- **Prompt**:
Write each line exactly as it stands, from the line containing "Where can the waterfront" through the end of the data.

- **Pointing and labeling entries**:
>>

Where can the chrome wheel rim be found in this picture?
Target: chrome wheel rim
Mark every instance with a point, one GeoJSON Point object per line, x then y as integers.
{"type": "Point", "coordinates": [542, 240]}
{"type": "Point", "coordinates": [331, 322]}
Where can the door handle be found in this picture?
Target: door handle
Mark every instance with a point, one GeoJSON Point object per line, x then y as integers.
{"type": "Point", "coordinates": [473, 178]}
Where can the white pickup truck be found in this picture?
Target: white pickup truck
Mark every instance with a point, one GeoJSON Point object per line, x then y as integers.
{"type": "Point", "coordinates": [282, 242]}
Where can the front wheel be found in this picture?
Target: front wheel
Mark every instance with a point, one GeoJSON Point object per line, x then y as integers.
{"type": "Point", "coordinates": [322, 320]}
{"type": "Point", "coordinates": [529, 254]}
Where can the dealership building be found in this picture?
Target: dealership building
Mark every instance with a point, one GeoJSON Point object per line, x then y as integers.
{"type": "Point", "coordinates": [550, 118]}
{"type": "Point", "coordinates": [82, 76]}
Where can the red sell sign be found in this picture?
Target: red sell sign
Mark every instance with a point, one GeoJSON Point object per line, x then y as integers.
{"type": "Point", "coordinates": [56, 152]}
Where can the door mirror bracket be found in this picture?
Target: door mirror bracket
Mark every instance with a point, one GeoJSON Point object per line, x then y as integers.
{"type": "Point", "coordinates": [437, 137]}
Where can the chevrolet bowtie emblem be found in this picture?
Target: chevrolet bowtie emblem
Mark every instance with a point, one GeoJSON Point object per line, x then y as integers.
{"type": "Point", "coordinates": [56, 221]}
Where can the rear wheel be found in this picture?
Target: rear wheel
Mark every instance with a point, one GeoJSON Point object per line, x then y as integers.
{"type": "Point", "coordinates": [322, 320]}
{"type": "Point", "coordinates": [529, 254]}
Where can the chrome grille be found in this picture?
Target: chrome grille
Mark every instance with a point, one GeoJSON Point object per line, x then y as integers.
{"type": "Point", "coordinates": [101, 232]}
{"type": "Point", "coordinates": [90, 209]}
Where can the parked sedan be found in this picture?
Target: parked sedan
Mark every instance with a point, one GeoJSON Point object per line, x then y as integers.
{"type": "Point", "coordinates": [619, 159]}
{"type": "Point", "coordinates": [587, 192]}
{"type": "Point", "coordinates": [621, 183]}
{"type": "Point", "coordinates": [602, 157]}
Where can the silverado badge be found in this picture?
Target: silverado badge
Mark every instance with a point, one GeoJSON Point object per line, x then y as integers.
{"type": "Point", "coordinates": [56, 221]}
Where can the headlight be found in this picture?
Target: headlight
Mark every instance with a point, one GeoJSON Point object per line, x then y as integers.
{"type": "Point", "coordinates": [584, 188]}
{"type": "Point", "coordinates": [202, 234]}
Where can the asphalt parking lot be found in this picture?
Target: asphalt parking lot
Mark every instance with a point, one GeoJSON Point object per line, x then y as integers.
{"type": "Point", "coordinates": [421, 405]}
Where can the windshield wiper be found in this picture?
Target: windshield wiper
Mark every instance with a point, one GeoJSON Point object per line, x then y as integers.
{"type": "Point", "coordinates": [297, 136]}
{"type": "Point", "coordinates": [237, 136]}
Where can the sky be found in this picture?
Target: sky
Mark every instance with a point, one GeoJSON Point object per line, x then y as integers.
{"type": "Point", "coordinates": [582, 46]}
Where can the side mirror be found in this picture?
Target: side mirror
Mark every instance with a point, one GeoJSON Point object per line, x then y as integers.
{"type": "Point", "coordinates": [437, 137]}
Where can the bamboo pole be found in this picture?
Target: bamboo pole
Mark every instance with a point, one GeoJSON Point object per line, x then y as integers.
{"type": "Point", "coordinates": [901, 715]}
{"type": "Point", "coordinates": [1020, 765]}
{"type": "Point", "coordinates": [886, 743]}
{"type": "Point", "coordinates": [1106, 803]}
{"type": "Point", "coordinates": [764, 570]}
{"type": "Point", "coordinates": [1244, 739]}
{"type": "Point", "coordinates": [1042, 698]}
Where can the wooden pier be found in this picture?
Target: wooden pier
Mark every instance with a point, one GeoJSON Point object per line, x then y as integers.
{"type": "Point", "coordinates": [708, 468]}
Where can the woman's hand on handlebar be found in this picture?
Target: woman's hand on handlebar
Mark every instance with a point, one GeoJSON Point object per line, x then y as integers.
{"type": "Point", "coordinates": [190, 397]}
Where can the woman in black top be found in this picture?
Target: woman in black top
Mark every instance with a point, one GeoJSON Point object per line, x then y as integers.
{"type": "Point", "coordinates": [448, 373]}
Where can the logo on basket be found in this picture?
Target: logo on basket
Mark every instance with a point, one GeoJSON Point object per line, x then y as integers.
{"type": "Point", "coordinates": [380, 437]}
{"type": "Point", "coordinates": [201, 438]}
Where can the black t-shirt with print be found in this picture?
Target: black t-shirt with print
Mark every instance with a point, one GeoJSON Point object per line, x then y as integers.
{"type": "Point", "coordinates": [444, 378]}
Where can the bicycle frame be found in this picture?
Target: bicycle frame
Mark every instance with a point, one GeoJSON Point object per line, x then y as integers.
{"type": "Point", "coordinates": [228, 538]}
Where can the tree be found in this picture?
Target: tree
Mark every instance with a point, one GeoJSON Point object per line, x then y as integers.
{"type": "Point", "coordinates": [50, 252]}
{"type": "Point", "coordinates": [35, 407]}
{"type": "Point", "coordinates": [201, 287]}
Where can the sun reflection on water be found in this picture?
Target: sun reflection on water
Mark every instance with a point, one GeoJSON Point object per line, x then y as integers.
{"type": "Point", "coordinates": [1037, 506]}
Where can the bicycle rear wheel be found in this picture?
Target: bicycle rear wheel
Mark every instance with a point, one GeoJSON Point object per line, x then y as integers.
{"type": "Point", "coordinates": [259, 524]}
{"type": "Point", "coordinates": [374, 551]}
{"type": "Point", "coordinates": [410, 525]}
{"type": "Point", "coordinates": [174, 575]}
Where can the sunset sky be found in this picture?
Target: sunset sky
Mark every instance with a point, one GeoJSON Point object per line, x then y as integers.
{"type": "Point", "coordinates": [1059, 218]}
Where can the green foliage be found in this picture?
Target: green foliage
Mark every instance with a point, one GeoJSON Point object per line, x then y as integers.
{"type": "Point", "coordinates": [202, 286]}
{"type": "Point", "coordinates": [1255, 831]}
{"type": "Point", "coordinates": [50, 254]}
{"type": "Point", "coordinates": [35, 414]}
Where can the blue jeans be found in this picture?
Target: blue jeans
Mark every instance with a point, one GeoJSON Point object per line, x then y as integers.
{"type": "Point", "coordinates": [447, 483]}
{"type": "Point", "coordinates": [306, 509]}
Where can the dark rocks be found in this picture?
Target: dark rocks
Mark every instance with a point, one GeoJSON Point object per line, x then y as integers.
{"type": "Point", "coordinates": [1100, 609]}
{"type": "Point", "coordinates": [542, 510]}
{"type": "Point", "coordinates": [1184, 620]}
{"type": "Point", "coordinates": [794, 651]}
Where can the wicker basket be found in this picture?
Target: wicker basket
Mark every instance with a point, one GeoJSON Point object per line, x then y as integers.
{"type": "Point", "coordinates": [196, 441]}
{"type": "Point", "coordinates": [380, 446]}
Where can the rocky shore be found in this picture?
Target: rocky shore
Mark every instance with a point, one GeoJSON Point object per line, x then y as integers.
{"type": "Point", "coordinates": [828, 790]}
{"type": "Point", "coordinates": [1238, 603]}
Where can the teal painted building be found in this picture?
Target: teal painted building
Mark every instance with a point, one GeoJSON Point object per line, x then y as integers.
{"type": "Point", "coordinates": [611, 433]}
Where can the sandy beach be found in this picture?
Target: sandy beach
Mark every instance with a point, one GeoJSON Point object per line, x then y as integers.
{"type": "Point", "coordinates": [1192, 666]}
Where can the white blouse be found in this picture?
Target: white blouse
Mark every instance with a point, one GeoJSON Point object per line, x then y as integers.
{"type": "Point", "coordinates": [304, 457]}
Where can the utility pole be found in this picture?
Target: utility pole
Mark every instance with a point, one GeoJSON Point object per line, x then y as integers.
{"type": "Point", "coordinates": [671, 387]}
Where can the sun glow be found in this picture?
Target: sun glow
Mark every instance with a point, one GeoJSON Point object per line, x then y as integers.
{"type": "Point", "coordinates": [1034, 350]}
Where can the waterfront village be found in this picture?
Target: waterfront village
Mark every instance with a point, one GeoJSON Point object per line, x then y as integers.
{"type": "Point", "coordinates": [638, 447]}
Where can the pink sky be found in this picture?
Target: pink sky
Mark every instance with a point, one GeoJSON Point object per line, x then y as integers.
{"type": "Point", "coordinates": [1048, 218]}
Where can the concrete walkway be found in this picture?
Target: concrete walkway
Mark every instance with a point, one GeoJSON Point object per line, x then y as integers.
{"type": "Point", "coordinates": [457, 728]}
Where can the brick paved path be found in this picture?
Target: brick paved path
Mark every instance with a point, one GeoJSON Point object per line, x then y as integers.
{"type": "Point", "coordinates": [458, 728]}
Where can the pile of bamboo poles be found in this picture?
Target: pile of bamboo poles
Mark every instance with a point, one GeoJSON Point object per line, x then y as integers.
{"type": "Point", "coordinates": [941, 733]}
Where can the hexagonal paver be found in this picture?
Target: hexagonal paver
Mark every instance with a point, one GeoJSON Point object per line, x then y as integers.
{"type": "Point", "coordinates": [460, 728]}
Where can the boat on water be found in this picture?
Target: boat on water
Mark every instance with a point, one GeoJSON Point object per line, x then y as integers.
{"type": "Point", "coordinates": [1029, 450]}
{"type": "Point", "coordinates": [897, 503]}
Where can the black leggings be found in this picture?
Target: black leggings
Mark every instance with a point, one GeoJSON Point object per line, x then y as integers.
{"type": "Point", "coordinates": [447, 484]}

<<

- **Answer to the exercise**:
Where can the waterfront village be found in this picture?
Target: waterfront village
Mark every instance with a point, one GeoJSON Point object per line, x then y as integers.
{"type": "Point", "coordinates": [638, 447]}
Where can the pink sky be found in this picture?
Target: pink sky
Mark every instance with a point, one GeoJSON Point object per line, x then y as integers.
{"type": "Point", "coordinates": [1048, 218]}
Where can the concrete walkway be found in this picture?
Target: concrete walkway
Mark every instance with a point, one GeoJSON Point object per line, x then y as integers.
{"type": "Point", "coordinates": [457, 728]}
Where can the brick paved path be found in this picture?
Target: brick paved path
Mark every instance with a point, one GeoJSON Point object per line, x then y as integers.
{"type": "Point", "coordinates": [458, 728]}
Where can the pile of bamboo poles be found in this picture?
Target: pile of bamboo poles
Mark every instance with a point, one GeoJSON Point object per line, x then y as integers.
{"type": "Point", "coordinates": [941, 733]}
Where can the hexagonal paver be found in this picture?
Target: hexagonal paver
Mark every instance with a point, one GeoJSON Point object per line, x then y as integers.
{"type": "Point", "coordinates": [460, 728]}
Where can the boat on water be found in this picture?
Target: boat on water
Mark every instance with a point, one GeoJSON Point object per line, x then y as integers.
{"type": "Point", "coordinates": [1029, 450]}
{"type": "Point", "coordinates": [897, 503]}
Where can the black leggings be found in this picture?
Target: black leggings
Mark every instance with a point, one GeoJSON Point object per line, x then y as integers.
{"type": "Point", "coordinates": [447, 484]}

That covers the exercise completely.